→ What to do: Repeat the material below word for word, everything from the line containing "like x=292, y=256." down to the line containing "x=50, y=179", both of those lines included.

→ Supplied records:
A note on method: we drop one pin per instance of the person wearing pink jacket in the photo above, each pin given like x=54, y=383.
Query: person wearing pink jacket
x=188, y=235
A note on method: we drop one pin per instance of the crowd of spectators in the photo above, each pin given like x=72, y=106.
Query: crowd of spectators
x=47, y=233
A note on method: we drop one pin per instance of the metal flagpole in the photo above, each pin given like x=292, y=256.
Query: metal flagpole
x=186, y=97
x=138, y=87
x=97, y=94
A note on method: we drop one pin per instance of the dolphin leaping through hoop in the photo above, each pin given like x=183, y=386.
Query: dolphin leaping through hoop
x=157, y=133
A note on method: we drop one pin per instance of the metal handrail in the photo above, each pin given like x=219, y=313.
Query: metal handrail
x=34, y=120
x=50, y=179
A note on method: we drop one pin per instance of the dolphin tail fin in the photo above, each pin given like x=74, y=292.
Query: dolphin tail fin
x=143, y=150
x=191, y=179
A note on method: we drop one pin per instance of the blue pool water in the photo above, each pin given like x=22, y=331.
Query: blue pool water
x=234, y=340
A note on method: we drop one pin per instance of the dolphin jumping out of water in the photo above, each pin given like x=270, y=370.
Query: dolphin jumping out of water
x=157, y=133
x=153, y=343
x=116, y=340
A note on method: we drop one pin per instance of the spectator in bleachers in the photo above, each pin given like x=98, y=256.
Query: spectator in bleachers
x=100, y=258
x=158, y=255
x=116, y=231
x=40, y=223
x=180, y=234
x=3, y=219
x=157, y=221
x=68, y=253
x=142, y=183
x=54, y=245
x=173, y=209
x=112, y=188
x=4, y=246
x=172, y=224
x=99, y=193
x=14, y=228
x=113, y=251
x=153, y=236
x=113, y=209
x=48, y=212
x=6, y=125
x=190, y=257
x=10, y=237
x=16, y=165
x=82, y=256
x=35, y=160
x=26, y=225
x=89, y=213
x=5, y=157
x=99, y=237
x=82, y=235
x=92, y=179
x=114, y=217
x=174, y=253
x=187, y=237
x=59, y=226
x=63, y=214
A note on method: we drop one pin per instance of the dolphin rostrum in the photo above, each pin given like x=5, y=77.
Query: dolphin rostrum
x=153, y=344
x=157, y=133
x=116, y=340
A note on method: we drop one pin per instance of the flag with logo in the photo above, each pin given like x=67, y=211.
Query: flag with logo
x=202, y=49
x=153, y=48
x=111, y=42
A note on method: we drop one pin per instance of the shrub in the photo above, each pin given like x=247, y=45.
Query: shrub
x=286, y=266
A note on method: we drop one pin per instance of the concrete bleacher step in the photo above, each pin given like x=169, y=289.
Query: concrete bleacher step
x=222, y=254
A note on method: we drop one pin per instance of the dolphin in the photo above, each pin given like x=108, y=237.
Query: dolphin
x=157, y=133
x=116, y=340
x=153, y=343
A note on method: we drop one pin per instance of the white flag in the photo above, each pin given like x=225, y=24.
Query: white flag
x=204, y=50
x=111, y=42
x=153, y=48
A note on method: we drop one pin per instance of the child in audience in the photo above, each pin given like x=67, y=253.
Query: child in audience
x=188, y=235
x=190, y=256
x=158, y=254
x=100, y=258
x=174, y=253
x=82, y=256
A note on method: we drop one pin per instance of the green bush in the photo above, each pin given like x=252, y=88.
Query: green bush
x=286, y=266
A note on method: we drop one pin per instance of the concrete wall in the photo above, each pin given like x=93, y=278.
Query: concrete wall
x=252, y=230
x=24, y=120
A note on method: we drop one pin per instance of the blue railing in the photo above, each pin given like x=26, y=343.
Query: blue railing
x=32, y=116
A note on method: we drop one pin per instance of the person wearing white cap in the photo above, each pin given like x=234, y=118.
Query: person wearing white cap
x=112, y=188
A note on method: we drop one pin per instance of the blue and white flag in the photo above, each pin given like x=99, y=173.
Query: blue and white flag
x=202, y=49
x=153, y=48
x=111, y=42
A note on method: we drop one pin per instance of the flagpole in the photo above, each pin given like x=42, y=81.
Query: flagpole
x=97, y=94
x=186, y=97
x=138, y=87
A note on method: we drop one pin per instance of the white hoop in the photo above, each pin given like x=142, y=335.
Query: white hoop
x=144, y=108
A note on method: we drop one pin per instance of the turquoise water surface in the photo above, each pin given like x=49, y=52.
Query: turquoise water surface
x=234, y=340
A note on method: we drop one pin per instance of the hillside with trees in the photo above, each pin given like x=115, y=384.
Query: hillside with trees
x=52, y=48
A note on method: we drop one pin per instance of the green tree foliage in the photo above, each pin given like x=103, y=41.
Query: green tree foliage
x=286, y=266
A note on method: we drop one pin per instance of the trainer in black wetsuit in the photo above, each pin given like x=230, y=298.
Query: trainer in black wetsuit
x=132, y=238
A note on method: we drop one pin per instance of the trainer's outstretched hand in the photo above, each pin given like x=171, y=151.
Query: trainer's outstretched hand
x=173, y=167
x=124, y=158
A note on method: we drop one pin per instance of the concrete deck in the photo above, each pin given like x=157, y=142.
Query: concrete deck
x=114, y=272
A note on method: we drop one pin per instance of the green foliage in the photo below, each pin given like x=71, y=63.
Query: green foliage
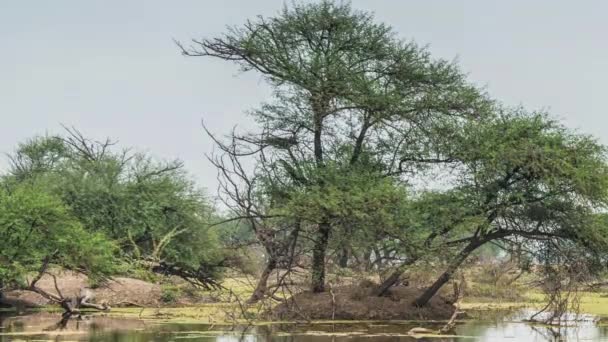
x=170, y=294
x=35, y=226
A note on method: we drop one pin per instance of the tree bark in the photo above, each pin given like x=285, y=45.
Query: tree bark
x=262, y=286
x=393, y=278
x=343, y=261
x=424, y=298
x=318, y=257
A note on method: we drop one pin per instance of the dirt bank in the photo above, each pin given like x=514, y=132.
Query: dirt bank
x=117, y=292
x=354, y=303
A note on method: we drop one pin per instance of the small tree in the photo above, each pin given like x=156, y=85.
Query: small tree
x=39, y=232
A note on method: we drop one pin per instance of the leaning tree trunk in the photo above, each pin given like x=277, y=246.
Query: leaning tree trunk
x=318, y=258
x=262, y=286
x=424, y=298
x=393, y=278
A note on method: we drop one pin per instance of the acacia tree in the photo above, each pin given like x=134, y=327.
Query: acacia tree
x=37, y=232
x=155, y=214
x=347, y=95
x=524, y=176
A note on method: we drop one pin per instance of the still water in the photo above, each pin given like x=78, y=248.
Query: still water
x=45, y=327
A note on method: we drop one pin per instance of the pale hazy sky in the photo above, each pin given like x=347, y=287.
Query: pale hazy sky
x=110, y=67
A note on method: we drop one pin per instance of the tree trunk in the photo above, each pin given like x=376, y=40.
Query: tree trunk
x=343, y=261
x=318, y=258
x=423, y=299
x=393, y=278
x=262, y=286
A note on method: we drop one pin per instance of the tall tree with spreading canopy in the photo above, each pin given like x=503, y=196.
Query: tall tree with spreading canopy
x=347, y=95
x=524, y=176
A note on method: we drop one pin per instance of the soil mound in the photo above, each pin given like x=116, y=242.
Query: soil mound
x=117, y=292
x=355, y=303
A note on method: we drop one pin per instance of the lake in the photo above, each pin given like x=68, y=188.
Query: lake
x=487, y=326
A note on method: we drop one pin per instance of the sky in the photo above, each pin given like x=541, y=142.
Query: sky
x=110, y=68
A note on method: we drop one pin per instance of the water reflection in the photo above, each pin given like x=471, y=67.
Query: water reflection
x=44, y=326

→ Correct output:
A note on method: we drop one pin per instance of the metal flagpole in the photo above, each pin given like x=292, y=256.
Query: metal flagpole
x=186, y=97
x=138, y=87
x=97, y=94
A note on method: we drop one pin per instance of the dolphin leaping through hoop in the photo above, each pin given like x=183, y=386.
Query: dolphin leaping through hoop
x=157, y=133
A note on method: we drop one pin per instance of the metal handrail in the photo above, each pin given like x=219, y=313.
Query: metal handrail
x=34, y=120
x=50, y=179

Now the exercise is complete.